I’d like to discuss Sandel’s main argument against buying and selling goods and services in the free market. This is that buying and selling changes the meaning of what we do. What he has in mind is best explained by an example. Today, he tells us in angry tones, people can avoid waiting in long lines. They can hire others to stand in line for them. You might at first be tempted to think this a good thing. If you hire someone as a substitute, you are in your own judgment better off, because you prefer hiring him to waiting. In like fashion, the person who waits thinks that it is worth it to do so. Both parties to the trade are better off. What is the matter with that?
Sandel answers, “a lot.” He says,
Think again about the Public Theater’s free summer Shakespeare performance [in New York]. “We want people to have that experience for free,“ said the spokesperson, explaining the theater’s opposition to hired line standers….The Public Theater sees its free outdoor performances as a public festival, a kind of civic celebration. Charging for admission, or allowing scalpers to profit from what is meant to be a gift, is at odds with this end. It changes a public festival into a business, a tool for private gain.

> _SUPPLIED MATERIAL_:
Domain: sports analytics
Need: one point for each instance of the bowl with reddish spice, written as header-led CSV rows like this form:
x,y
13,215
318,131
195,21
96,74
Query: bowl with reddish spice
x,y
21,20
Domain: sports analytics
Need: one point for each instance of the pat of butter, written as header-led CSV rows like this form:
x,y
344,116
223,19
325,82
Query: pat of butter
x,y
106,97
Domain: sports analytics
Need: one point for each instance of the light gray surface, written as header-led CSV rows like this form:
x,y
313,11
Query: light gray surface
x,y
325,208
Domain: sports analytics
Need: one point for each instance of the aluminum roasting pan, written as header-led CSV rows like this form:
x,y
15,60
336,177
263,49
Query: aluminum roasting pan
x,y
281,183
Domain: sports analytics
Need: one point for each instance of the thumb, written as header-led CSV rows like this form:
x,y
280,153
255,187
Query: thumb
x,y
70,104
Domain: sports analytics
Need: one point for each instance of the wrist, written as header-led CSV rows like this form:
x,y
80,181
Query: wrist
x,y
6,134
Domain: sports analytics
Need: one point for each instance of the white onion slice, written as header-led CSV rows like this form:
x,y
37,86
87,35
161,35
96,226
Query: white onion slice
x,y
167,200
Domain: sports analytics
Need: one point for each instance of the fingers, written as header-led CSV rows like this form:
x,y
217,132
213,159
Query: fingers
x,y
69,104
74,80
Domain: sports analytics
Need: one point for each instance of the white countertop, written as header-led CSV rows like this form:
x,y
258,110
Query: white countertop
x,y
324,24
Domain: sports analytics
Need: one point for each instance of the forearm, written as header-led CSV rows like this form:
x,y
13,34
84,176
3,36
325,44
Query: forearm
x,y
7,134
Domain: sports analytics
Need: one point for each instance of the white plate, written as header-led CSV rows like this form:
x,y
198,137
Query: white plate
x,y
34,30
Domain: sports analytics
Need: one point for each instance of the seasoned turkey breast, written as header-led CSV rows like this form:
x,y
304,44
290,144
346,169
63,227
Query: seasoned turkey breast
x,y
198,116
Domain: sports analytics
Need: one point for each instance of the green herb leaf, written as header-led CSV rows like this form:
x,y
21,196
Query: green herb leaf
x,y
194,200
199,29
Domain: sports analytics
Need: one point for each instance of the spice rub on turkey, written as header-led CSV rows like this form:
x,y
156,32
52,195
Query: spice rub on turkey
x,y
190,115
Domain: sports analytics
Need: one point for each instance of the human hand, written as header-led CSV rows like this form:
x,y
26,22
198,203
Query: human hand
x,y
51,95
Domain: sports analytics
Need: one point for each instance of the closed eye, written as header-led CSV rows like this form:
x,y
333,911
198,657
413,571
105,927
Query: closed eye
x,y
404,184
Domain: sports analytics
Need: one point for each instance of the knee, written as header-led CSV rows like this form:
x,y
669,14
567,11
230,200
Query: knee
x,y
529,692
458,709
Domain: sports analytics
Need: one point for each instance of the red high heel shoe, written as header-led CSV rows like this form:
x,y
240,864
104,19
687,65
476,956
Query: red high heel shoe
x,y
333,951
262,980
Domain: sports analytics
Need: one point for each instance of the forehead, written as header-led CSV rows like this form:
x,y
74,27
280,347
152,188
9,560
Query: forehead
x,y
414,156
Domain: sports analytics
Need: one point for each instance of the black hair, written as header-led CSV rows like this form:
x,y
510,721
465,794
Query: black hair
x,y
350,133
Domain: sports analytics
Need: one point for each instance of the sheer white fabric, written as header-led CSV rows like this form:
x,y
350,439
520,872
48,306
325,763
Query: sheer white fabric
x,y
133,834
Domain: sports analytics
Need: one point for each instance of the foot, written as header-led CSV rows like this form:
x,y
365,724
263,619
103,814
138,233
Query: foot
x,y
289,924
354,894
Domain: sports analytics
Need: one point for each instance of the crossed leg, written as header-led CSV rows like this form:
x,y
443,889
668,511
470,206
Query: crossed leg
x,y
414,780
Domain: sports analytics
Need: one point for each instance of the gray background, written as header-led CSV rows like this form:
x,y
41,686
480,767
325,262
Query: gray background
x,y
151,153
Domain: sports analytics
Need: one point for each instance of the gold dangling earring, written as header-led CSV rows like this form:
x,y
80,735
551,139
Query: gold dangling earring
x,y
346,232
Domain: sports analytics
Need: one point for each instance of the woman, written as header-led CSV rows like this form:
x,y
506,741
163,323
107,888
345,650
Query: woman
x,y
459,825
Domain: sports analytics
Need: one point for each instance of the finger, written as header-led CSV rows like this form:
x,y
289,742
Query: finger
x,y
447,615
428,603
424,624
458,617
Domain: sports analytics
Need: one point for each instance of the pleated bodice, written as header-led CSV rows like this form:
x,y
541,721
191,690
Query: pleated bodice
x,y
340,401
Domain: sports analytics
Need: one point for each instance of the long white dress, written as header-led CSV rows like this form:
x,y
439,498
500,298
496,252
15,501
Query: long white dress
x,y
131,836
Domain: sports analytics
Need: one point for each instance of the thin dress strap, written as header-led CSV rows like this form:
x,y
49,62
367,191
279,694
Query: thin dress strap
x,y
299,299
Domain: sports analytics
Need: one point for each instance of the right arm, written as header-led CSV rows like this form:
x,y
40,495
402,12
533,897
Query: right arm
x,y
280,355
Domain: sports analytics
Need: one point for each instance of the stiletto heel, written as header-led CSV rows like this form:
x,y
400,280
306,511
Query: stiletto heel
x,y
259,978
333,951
---
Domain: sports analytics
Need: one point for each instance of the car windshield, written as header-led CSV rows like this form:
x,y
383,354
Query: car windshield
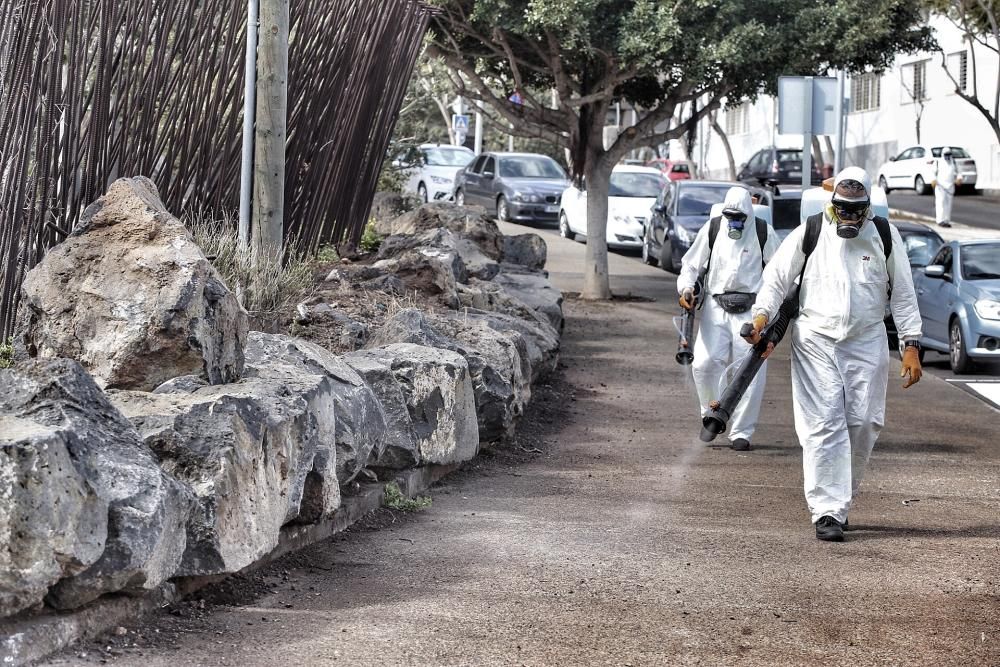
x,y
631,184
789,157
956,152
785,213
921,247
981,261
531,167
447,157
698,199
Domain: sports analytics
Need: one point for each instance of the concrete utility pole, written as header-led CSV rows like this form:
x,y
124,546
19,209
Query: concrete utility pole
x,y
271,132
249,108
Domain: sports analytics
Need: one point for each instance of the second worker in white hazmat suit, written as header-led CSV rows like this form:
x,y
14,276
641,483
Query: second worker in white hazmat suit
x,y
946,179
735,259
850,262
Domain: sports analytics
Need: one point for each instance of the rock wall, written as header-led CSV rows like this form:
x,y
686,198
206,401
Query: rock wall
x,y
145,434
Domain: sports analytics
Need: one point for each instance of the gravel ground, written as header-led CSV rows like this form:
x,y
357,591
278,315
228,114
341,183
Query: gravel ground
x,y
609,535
...
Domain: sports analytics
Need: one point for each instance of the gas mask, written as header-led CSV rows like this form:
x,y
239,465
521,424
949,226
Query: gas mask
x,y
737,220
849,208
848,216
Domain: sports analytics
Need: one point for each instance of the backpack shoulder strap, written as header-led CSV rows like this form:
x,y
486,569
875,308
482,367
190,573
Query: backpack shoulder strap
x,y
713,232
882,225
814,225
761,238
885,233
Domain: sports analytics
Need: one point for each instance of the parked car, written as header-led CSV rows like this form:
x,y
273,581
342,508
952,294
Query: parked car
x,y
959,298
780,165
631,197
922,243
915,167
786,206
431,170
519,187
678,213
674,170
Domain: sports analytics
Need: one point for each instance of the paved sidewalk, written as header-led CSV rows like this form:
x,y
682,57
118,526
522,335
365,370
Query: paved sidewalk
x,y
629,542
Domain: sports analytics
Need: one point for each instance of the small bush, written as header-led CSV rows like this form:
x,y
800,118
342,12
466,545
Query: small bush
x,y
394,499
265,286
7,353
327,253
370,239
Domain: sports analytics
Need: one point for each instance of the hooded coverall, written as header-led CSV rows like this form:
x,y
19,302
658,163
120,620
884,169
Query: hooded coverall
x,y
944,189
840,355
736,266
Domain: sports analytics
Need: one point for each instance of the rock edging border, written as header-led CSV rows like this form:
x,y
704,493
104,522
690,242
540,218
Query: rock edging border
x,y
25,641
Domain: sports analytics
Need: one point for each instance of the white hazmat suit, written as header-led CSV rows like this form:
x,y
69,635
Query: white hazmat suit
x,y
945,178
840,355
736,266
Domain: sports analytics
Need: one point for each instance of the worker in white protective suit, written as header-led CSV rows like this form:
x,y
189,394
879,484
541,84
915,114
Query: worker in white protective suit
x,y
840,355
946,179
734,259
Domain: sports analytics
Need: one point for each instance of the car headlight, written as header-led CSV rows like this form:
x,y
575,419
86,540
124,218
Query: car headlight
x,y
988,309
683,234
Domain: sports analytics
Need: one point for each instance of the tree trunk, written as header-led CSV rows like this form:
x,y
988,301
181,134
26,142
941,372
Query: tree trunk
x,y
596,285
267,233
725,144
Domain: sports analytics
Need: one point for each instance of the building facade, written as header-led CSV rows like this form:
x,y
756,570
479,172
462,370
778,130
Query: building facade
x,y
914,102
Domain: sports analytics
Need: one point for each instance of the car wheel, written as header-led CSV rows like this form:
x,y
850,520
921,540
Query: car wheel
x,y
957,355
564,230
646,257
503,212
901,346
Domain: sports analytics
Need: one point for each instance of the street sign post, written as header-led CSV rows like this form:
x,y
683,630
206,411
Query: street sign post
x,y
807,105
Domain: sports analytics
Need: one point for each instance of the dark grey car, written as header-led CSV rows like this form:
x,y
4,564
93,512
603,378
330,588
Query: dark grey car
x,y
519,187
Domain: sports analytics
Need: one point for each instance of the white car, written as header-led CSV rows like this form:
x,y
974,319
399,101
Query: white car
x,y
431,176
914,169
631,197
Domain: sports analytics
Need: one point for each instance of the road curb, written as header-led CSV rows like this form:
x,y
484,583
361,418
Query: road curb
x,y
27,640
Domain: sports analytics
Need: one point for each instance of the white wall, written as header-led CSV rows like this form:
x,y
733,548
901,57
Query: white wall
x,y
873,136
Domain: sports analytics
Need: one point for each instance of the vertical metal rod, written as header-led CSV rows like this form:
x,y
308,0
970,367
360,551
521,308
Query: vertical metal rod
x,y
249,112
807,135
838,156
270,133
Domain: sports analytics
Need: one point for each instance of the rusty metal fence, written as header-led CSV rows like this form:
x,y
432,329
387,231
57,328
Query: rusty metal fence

> _LIST OF TASKS_:
**a.** Answer these questions about the passage on Sandel's argument against markets:
(i) What can people hire others to do for them?
(ii) What opposes hired line standers for its free summer Shakespeare performance?
(iii) What does charging for admission change a public festival into?
**b.** List every proper name that appears in the passage on Sandel's argument against markets.
**c.** Carry on the passage on Sandel's argument against buying and selling, starting after its final sentence.

> _OUTPUTS IN ORDER_:
**a.**
(i) Stand in line for them.
(ii) The Public Theater.
(iii) A business, a tool for private gain.

**b.** Sandel, Public Theater, Shakespeare, New York

**c.**
But why should we think that performing a Shakespeare play in a park has as part of its meaning that admission to the play is free, with no paid line standers allowed? Couldn’t the Shakespeare play still be performed if paid line standers and scalpers were allowed?
Sandel would probably say that even if the play could be performed before a paying audience, it wouldn’t be the same event as a performance before an audience that got in for free. But then he has simply built into the definition of the play’s performance that the audience doesn’t pay admission. (Is it all right if the actors are paid? Are they required to donate their services?) With this definition, Sandel is correct that the meaning of the play will change with paid admission; but this is just the result of the way he has chosen to characterize what the performance of the play includes. Why should we be concerned with the play as Sandel defines it rather than a privately performed play? The paid performance is just a different social practice. Why is it worse than the free performance?
The answer to this uncovers the key assumption of Sandel’s book. Though he doesn’t wish to abolish the market—he thinks, for example, that it is all right to for stores to rent videos—he regards economic freedom with deep distrust. He would not agree with the character in the novel It Pays to Advertise (1915), who says, “Cash…The most beautiful word in the English language.” To the contrary, he views the market as corrupting. People who try to make money put aside the nobler motive of sacrificing together with others for the common good.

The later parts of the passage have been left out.